ZADANIE 1> Przepisz z wykazu wiersze od tego, który zawiera „task | put a marker on each instance of the eave”, do tego, który zawiera „x=100, y=211”, włącznie z oboma, razem z poleceniami, przesuwając każdą współrzędną podaną jako odpowiedź przez dodanie do niej -82.
----- FRAGMENT TEKSTU
Chociaż pracował w wielu teatrach, najbliżej był związany z Teatrem im. J. Słowackiego i tradycją tej sceny. Jego dwuletnia dyrekcja przypadła na moment zagrożenia jej bytu i czas transformacji ustrojowej w Polsce. Goliński, pozyskując wsparcie dla swoich działań w środowisku zbliżonym do Komitetów Obywatelskich „Solidarności”, w krótkim czasie wyprowadził teatr z głębokiego kryzysu. Dzięki decyzji władz o organizacji pierwszego w Polsce po 1989 roku prestiżowego międzynarodowego sympozjum – Konferencji Bezpieczeństwa i Współpracy Europejskiej (KBWE) poświęconego dziedzictwu kulturowemu, która na przełomie maja i czerwca 1991 odbyła się w zabytkowym gmachu Teatru – został on poddany największemu w swojej historii generalnemu remontowi. W 1991 Goliński powołał Fundację Przyjaciół Wielkiego Gmachu przy Placu Świętego Ducha, która wspierała Teatr im. J. Słowackiego finansowo i organizacyjnie. Podczas remontu, przy wyłączonej z użytku sali widowiskowej, spektakle grane były na scenowidowni. Tu m.in. wystawiona została Szekspirowska Burza w reżyserii Golińskiego, w której ponownie zagrał Prospera i którą powtórzył na scenie po zakończeniu remontu. W 1991 zrealizował Klątwę Wyspiańskiego, a już za dyrekcji Bogdana Hussakowskiego Juliusza Cezara Szekspira (1993), Żabusię Gabrieli Zapolskiej (1995, druga wersja 2001), Rodzinę Antoniego Słonimskiego (1996), Żołnierza i bohatera George’a Bernarda Shawa (1998); był też czynny jako aktor (m.in. Firs w Wiśniowym sadzie Czechowa w reż. Mikołaja Grabowskiego, 1994). W uroczystym przedstawieniu z okazji jubileuszu 100-lecia Teatru im. J. Słowackiego, w reż. Gustawa Holoubka (21 października 1993), wygłosił wiersz Adama Asnyka – ten sam, który podczas inauguracji w roku 1893 recytował Józef Kotarbiński.

Uciekła mi przepióreczka, reż. Jerzy Goliński, Teatr Narodowy, Warszawa, prem. 12 grudnia 1964.
Na zdjęciu: Gustaw Holoubek (Przełęcki), Katarzyna Łaniewska (Smugoniowa), Mieczysław Kalenik (Smugoń).
----------
ZADANIE 2> W którym roku według fragmentu tekstu Goliński powołał Fundację Przyjaciół Wielkiego Gmachu przy Placu Świętego Ducha?
----- WYKAZ
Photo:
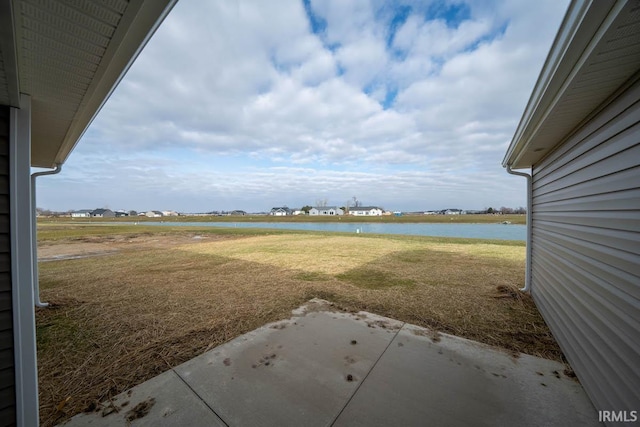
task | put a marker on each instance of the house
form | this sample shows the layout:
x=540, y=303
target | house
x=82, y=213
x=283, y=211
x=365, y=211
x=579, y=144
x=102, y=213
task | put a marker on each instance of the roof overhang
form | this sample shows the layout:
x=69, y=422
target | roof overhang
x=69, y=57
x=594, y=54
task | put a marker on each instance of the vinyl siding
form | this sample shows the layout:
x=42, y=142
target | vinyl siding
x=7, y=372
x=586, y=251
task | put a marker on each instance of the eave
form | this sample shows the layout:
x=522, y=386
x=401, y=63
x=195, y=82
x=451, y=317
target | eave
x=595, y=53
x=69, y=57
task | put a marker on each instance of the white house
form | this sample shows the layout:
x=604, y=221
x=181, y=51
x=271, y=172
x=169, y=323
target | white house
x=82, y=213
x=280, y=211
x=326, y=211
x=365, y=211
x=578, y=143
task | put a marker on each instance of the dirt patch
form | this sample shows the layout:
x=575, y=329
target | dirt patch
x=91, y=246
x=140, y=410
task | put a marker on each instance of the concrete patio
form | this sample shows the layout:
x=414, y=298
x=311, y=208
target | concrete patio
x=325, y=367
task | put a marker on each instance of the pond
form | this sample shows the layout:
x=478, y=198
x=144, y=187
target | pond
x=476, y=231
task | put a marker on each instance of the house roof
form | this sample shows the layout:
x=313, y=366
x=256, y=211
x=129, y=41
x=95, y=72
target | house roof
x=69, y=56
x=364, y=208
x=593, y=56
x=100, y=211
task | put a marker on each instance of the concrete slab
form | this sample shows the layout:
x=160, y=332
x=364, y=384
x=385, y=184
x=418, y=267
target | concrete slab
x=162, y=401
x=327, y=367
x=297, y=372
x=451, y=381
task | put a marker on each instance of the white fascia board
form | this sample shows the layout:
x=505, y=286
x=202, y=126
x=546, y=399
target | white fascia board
----------
POPRAWNA ODPOWIEDŹ 1>
task | put a marker on each instance of the eave
form | this sample shows the layout:
x=522, y=386
x=401, y=63
x=195, y=82
x=451, y=317
target | eave
x=513, y=-29
x=-13, y=-25
task | put a marker on each instance of the white house
form | this sample shows the layout:
x=604, y=221
x=181, y=51
x=271, y=172
x=169, y=323
target | white house
x=0, y=131
x=198, y=129
x=244, y=129
x=283, y=129
x=496, y=61
task | put a marker on each instance of the dirt patch
form | this sample shows the layout:
x=575, y=329
target | dirt patch
x=9, y=164
x=58, y=328
task | put a marker on each instance of the concrete patio
form | this sample shows the layout:
x=414, y=298
x=311, y=208
target | concrete patio
x=243, y=285
task | put a marker on each instance of the pond
form | this sample shows the layout:
x=478, y=198
x=144, y=187
target | pond
x=394, y=149
task | put a marker on each instance of the house roof
form | this sample shows the layout:
x=313, y=366
x=256, y=211
x=129, y=41
x=95, y=72
target | house roof
x=-13, y=-26
x=282, y=126
x=511, y=-26
x=18, y=129

POPRAWNA ODPOWIEDŹ 2> W 1991 roku.